Copy out the entries below word for word, starting at the line containing "target | plastic crate" and continuing through the line containing "column 335, row 72", with both of those lines included.

START Supplied material

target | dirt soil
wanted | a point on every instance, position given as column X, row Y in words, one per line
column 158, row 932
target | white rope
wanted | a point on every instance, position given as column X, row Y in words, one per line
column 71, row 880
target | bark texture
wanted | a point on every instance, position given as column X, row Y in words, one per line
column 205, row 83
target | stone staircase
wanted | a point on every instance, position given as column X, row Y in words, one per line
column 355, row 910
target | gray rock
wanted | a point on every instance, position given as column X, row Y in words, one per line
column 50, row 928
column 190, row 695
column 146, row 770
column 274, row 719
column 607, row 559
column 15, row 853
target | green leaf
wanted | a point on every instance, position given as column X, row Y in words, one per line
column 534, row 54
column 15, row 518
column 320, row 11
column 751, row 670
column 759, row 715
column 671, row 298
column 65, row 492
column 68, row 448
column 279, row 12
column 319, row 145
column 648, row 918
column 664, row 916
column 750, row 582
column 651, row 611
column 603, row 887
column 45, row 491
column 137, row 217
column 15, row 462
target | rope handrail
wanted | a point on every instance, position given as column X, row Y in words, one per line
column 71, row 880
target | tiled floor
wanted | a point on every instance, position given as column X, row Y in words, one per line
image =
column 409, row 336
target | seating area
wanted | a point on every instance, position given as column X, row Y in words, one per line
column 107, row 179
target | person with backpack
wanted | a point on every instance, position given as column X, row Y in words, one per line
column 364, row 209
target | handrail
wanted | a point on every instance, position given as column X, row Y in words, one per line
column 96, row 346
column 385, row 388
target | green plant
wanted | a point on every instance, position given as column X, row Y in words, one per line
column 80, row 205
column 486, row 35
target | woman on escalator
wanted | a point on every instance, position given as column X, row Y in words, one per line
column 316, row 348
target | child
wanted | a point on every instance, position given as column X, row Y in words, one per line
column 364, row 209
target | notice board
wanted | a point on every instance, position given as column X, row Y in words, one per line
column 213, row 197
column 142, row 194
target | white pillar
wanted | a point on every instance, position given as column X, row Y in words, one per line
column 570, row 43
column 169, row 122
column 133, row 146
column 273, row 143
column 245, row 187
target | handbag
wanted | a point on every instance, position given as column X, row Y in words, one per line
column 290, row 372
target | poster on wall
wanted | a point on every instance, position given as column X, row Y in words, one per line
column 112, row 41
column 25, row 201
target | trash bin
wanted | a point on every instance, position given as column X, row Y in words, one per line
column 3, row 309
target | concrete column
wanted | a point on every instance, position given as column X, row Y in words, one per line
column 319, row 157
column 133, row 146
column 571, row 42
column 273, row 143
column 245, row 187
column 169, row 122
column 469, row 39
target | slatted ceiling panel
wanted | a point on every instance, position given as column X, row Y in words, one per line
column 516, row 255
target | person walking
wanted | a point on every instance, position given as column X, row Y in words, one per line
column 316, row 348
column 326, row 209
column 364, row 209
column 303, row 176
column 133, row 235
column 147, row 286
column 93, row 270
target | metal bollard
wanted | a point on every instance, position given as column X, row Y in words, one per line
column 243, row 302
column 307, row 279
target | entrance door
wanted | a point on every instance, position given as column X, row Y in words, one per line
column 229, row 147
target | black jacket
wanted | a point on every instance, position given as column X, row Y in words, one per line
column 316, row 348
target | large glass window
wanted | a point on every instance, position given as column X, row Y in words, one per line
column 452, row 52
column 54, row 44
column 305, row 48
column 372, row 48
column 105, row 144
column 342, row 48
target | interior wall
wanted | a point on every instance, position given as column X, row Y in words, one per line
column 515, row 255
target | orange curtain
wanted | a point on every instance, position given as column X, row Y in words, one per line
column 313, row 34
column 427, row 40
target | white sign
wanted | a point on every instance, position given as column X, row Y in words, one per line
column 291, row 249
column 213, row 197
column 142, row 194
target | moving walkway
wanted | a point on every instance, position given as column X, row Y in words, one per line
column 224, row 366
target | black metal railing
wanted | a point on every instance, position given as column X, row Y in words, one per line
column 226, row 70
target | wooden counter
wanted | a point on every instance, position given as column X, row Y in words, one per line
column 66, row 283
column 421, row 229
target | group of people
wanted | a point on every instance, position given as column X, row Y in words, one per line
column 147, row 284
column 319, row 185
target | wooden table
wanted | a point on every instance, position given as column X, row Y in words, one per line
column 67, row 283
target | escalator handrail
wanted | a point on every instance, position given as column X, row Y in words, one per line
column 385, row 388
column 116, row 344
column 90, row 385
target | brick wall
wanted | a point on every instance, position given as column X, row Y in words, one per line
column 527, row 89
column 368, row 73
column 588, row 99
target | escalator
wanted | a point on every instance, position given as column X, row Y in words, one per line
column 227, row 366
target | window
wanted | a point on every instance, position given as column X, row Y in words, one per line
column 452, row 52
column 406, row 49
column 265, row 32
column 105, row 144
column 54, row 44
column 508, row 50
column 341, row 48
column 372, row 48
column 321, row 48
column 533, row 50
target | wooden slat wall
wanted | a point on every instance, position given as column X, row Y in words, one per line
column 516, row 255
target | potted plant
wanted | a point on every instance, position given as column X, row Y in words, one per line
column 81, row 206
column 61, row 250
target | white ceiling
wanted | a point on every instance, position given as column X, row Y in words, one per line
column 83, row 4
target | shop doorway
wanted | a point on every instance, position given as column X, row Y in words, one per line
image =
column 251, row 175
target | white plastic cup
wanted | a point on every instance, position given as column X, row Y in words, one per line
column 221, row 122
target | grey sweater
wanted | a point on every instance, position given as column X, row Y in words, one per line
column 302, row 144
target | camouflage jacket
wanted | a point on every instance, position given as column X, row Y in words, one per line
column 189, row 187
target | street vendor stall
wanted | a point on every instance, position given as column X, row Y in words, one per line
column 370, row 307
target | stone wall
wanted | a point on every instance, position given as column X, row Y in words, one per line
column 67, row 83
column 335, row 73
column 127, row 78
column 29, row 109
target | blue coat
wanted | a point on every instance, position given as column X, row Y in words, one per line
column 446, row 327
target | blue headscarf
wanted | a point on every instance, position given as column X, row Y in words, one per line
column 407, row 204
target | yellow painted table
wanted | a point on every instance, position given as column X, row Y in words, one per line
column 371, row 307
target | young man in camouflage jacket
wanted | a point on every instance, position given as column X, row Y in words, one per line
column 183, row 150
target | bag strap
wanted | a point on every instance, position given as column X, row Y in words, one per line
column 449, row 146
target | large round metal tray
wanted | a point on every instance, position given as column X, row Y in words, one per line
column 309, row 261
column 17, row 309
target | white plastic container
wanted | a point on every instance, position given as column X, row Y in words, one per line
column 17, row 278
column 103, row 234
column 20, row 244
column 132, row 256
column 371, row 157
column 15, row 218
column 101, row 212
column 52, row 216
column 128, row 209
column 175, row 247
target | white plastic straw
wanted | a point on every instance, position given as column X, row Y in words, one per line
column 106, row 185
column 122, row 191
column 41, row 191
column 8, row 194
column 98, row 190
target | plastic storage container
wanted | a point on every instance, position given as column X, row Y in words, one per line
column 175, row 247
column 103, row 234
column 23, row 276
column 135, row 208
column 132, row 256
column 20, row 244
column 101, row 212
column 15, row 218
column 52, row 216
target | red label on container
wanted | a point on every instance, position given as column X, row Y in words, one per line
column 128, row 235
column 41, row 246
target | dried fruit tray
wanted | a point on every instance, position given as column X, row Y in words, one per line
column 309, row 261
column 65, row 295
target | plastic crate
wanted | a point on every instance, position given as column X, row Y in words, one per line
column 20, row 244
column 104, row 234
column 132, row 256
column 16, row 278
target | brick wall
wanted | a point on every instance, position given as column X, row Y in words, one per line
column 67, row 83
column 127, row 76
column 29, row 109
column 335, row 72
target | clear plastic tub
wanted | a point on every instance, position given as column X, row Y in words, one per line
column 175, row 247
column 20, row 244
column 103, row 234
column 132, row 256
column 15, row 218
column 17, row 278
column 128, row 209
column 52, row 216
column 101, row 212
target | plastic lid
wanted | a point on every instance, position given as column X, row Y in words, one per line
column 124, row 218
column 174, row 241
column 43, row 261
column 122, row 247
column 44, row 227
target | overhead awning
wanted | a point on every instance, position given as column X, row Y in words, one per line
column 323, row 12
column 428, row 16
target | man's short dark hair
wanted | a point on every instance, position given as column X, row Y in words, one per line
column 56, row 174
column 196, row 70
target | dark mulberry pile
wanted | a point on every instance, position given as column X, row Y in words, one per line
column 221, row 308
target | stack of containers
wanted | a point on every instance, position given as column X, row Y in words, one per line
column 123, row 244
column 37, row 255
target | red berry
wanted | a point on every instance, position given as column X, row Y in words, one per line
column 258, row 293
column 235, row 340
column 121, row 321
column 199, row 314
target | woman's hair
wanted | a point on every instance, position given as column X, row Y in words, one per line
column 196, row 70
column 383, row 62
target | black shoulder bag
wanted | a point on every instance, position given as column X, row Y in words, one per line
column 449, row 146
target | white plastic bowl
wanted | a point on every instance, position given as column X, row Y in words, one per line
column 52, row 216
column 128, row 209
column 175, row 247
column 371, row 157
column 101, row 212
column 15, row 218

END Supplied material

● **Complete response**
target | plastic crate
wanted | a point on every instance, position given as column X, row Y in words, one per line
column 20, row 244
column 104, row 234
column 132, row 256
column 16, row 278
target | brick wall
wanted | a point on every instance, position given as column X, row Y in words, one per line
column 67, row 83
column 127, row 76
column 29, row 109
column 335, row 72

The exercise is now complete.